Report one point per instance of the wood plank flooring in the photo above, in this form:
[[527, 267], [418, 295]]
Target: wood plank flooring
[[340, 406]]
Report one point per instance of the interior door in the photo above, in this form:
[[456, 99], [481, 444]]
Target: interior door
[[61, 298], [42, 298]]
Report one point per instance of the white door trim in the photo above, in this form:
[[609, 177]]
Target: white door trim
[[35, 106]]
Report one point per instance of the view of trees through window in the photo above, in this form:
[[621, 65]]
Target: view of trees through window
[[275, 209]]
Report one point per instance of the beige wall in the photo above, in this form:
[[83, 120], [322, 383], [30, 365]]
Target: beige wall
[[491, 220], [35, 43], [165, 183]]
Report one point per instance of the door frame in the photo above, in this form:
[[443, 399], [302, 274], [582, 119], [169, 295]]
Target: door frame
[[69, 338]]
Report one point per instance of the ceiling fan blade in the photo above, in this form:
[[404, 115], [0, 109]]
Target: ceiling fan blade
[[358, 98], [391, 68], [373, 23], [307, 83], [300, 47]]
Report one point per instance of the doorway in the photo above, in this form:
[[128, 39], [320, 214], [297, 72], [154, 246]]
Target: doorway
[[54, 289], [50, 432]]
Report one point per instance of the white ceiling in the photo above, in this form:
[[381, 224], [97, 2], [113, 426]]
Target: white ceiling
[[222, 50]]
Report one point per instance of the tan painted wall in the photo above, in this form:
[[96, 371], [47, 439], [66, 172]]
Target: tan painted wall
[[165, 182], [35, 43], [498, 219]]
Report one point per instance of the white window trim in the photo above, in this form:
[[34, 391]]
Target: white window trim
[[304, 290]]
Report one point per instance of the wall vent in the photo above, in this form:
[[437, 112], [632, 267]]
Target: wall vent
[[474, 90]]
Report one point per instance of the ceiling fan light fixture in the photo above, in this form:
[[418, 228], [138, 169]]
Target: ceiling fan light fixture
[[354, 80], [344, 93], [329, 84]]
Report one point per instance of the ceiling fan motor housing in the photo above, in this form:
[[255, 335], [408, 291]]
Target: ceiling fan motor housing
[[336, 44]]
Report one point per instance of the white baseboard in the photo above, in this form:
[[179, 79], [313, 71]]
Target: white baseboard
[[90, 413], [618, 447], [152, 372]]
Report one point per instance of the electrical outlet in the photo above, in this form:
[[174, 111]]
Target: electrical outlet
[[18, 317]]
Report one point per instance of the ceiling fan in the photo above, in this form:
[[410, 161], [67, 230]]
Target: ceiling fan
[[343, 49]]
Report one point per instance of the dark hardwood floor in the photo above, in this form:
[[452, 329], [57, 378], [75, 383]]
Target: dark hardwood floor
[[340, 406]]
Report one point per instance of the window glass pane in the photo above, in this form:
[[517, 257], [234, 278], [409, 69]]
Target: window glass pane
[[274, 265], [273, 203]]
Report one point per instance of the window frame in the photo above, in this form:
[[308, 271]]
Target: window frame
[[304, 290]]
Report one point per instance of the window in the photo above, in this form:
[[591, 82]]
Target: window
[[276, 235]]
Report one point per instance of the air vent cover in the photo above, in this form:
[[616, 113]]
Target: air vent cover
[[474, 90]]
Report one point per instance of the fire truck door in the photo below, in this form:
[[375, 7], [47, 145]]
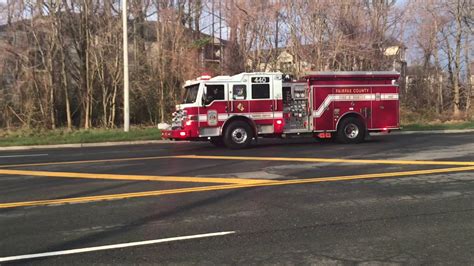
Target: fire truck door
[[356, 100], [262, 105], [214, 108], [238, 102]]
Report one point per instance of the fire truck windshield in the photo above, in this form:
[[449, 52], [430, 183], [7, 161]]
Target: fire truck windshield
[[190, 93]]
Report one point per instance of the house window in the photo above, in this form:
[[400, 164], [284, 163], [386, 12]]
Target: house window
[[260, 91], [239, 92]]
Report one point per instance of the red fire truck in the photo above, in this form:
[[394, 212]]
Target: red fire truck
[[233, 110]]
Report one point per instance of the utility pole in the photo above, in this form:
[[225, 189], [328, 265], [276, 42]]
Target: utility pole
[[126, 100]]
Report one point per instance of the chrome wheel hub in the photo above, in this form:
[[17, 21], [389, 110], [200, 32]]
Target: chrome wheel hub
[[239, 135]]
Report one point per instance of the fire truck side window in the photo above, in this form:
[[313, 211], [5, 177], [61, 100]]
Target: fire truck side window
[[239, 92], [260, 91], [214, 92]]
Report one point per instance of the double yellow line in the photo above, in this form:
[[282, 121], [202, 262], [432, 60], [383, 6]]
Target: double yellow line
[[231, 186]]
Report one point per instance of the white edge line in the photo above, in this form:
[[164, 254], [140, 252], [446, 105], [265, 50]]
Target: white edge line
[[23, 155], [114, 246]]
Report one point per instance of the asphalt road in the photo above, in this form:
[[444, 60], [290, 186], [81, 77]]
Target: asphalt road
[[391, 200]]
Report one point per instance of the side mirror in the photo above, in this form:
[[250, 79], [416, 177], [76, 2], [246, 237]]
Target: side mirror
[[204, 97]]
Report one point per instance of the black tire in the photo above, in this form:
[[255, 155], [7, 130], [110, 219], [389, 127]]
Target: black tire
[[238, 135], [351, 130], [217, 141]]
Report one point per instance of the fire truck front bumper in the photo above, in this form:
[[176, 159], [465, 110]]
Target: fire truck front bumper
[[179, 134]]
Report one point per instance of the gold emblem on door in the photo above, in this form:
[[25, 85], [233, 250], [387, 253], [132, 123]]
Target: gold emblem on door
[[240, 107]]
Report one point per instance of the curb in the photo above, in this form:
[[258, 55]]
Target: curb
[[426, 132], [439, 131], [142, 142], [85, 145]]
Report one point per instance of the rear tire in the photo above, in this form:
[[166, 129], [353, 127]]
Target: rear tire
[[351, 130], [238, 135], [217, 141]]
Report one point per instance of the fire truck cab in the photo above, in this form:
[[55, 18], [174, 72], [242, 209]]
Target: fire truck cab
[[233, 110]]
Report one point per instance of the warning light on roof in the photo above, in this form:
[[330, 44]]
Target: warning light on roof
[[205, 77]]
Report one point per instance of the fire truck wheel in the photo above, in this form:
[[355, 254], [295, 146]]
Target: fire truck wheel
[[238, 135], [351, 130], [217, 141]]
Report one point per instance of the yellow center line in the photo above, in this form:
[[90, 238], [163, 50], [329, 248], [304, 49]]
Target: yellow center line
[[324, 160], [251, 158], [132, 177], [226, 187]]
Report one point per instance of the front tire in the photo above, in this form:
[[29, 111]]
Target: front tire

TASK TO CARRY OUT:
Rewrite every line of the entries above as a Markdown table with two columns, "Row" and "Line", numbering the rows and omitting blank lines. Leave the pictures out of the table.

RESULT:
| Row | Line |
|---|---|
| 1 | Report one point per instance of the wood plank flooring in the photo above, in this form: |
| 2 | [[527, 267], [418, 295]] |
| 3 | Target: wood plank flooring |
| 4 | [[340, 406]] |
| 5 | Report one point per instance of the interior door in the photo above, in this form: |
| 6 | [[456, 99], [481, 444]] |
| 7 | Target: interior door |
| 8 | [[61, 298], [42, 298]] |
| 9 | Report one point per instance of the white door trim in the photo above, in this form: |
| 10 | [[609, 177]] |
| 11 | Target: white door trim |
| 12 | [[35, 106]] |
| 13 | Report one point per instance of the view of trees through window in the photo above, in this form: |
| 14 | [[621, 65]] |
| 15 | Target: view of trees through window |
| 16 | [[275, 209]] |
| 17 | Report one point per instance of the beige wall in the photo above, in this form: |
| 18 | [[83, 120], [322, 383], [30, 365]] |
| 19 | Target: beige wall |
| 20 | [[491, 220], [35, 43], [165, 183]] |
| 21 | Report one point per instance of the door frame in the photo above, in this form: |
| 22 | [[443, 399], [302, 274], [582, 119], [169, 295]] |
| 23 | Target: door frame |
| 24 | [[69, 338]] |
| 25 | Report one point per instance of the ceiling fan blade in the photo above, in this form: |
| 26 | [[404, 115], [0, 109]] |
| 27 | Target: ceiling fan blade |
| 28 | [[358, 98], [391, 68], [373, 23], [307, 83], [300, 47]] |
| 29 | Report one point per instance of the doorway in the photo above, in this form: |
| 30 | [[128, 39], [320, 214], [297, 72], [154, 246]] |
| 31 | Target: doorway |
| 32 | [[54, 289], [50, 432]] |
| 33 | Report one point per instance of the white ceiling in the photo above, in this form: |
| 34 | [[381, 224], [97, 2], [113, 426]] |
| 35 | Target: white ceiling |
| 36 | [[222, 50]] |
| 37 | Report one point per instance of the tan painted wall in the photo above, in this form: |
| 38 | [[96, 371], [47, 439], [66, 172]] |
| 39 | Target: tan painted wall |
| 40 | [[165, 182], [35, 43], [498, 219]] |
| 41 | Report one point per instance of the white window trim in the photo above, in this form: |
| 42 | [[34, 391]] |
| 43 | Target: white window trim |
| 44 | [[304, 290]] |
| 45 | Report one point per instance of the wall vent in the photo above, in this form: |
| 46 | [[437, 112], [632, 267]] |
| 47 | Target: wall vent |
| 48 | [[474, 90]] |
| 49 | Report one point per instance of the ceiling fan light fixture in the photo above, in this form: |
| 50 | [[418, 228], [138, 169]] |
| 51 | Target: ceiling fan light fixture |
| 52 | [[354, 80], [344, 93], [329, 84]] |
| 53 | Report one point per instance of the ceiling fan motor housing in the photo above, in this form: |
| 54 | [[255, 335], [408, 291]] |
| 55 | Target: ceiling fan motor housing |
| 56 | [[336, 44]] |
| 57 | Report one point per instance of the white baseboard in the photo above, in this form: |
| 58 | [[179, 79], [313, 71]] |
| 59 | Target: white baseboard |
| 60 | [[90, 413], [618, 447], [152, 372]] |
| 61 | Report one point per instance of the electrical outlet in the photo above, in this form: |
| 62 | [[174, 111]] |
| 63 | Target: electrical outlet |
| 64 | [[18, 317]] |
| 65 | Report one point per instance of the ceiling fan in the photo above, in this form: |
| 66 | [[410, 161], [67, 230]] |
| 67 | Target: ceiling fan |
| 68 | [[343, 49]] |
| 69 | Report one point per instance of the dark hardwood floor in the photo above, in this form: |
| 70 | [[452, 329], [57, 378], [75, 383]] |
| 71 | Target: dark hardwood floor |
| 72 | [[340, 406]] |
| 73 | Report one point per instance of the window glass pane in the photo above, in this form: |
| 74 | [[517, 257], [234, 278], [409, 69]] |
| 75 | Target: window glass pane |
| 76 | [[274, 265], [273, 203]] |
| 77 | Report one point per instance of the window frame in the photo above, in this form: |
| 78 | [[308, 271]] |
| 79 | Target: window frame |
| 80 | [[304, 290]] |
| 81 | Report one point per instance of the window in the photo above, in this form: |
| 82 | [[591, 82]] |
| 83 | Target: window |
| 84 | [[276, 235]] |
| 85 | Report one point per instance of the air vent cover in the photo above, in this form: |
| 86 | [[616, 113]] |
| 87 | Target: air vent cover |
| 88 | [[474, 90]] |
| 89 | Report one point per instance of the fire truck door in the photo below, in this form: |
| 90 | [[375, 7], [47, 145]] |
| 91 | Target: fire truck door |
| 92 | [[356, 100], [262, 105], [214, 108], [238, 102]] |
| 93 | Report one point per instance of the fire truck windshield in the photo above, in this form: |
| 94 | [[449, 52], [430, 183], [7, 161]] |
| 95 | Target: fire truck windshield |
| 96 | [[190, 93]] |
| 97 | Report one point per instance of the house window in the photo above, in this form: |
| 98 | [[400, 164], [284, 163], [386, 12]] |
| 99 | Target: house window |
| 100 | [[260, 91], [239, 92]] |
| 101 | Report one point per instance of the red fire truck in the photo above, in this form: |
| 102 | [[394, 212]] |
| 103 | Target: red fire truck |
| 104 | [[233, 110]] |
| 105 | Report one point per instance of the utility pole in the photo above, in this form: |
| 106 | [[225, 189], [328, 265], [276, 42]] |
| 107 | Target: utility pole |
| 108 | [[126, 100]] |
| 109 | Report one point per instance of the chrome wheel hub in the photo above, in this form: |
| 110 | [[17, 21], [389, 110], [200, 32]] |
| 111 | Target: chrome wheel hub |
| 112 | [[239, 135]] |
| 113 | Report one point per instance of the fire truck side window in the photo above, in this form: |
| 114 | [[313, 211], [5, 177], [61, 100]] |
| 115 | Target: fire truck side window |
| 116 | [[239, 92], [260, 91], [214, 92]] |
| 117 | Report one point per instance of the double yellow line in the photo above, in this form: |
| 118 | [[282, 121], [202, 262], [432, 60], [383, 6]] |
| 119 | Target: double yellow line |
| 120 | [[231, 186]] |
| 121 | Report one point per instance of the white edge line in the photo above, in this form: |
| 122 | [[164, 254], [140, 252], [446, 105], [265, 50]] |
| 123 | Target: white edge line |
| 124 | [[23, 155], [114, 246]] |
| 125 | Report one point per instance of the asphalt road in the photo above, in this form: |
| 126 | [[444, 60], [290, 186], [81, 77]] |
| 127 | Target: asphalt road |
| 128 | [[391, 200]] |
| 129 | Report one point per instance of the side mirror in the photo above, in this form: |
| 130 | [[250, 79], [416, 177], [76, 2], [246, 237]] |
| 131 | Target: side mirror |
| 132 | [[204, 97]] |
| 133 | Report one point per instance of the black tire in the photo above, in this form: |
| 134 | [[255, 155], [7, 130], [110, 219], [389, 127]] |
| 135 | Target: black tire |
| 136 | [[238, 135], [351, 130], [217, 141]] |
| 137 | Report one point per instance of the fire truck front bumper in the photo above, in this form: |
| 138 | [[176, 159], [465, 110]] |
| 139 | Target: fire truck front bumper |
| 140 | [[179, 134]] |
| 141 | Report one point per instance of the gold emblem on door in the photo above, in this form: |
| 142 | [[25, 85], [233, 250], [387, 253], [132, 123]] |
| 143 | Target: gold emblem on door |
| 144 | [[240, 107]] |
| 145 | Report one point per instance of the curb in the photo above, in this form: |
| 146 | [[258, 55]] |
| 147 | Target: curb |
| 148 | [[426, 132], [439, 131], [142, 142], [85, 145]] |
| 149 | Report one point per instance of the rear tire in the photo above, in this form: |
| 150 | [[166, 129], [353, 127]] |
| 151 | Target: rear tire |
| 152 | [[351, 130], [238, 135], [217, 141]] |
| 153 | Report one point per instance of the fire truck cab in the photo above, in this form: |
| 154 | [[55, 18], [174, 72], [242, 209]] |
| 155 | Target: fire truck cab |
| 156 | [[233, 110]] |
| 157 | Report one point per instance of the warning light on roof in the photo above, in this form: |
| 158 | [[330, 44]] |
| 159 | Target: warning light on roof |
| 160 | [[205, 77]] |
| 161 | Report one point per instance of the fire truck wheel in the photo above, in this form: |
| 162 | [[355, 254], [295, 146]] |
| 163 | Target: fire truck wheel |
| 164 | [[238, 135], [351, 130], [217, 141]] |
| 165 | Report one point per instance of the yellow center line in the photo above, in this form: |
| 166 | [[90, 238], [163, 50], [329, 248], [304, 49]] |
| 167 | Target: yellow center line |
| 168 | [[324, 160], [251, 158], [132, 177], [226, 187]] |
| 169 | Report one point per instance of the front tire in the photo above, in this form: |
| 170 | [[29, 111]] |
| 171 | Target: front tire |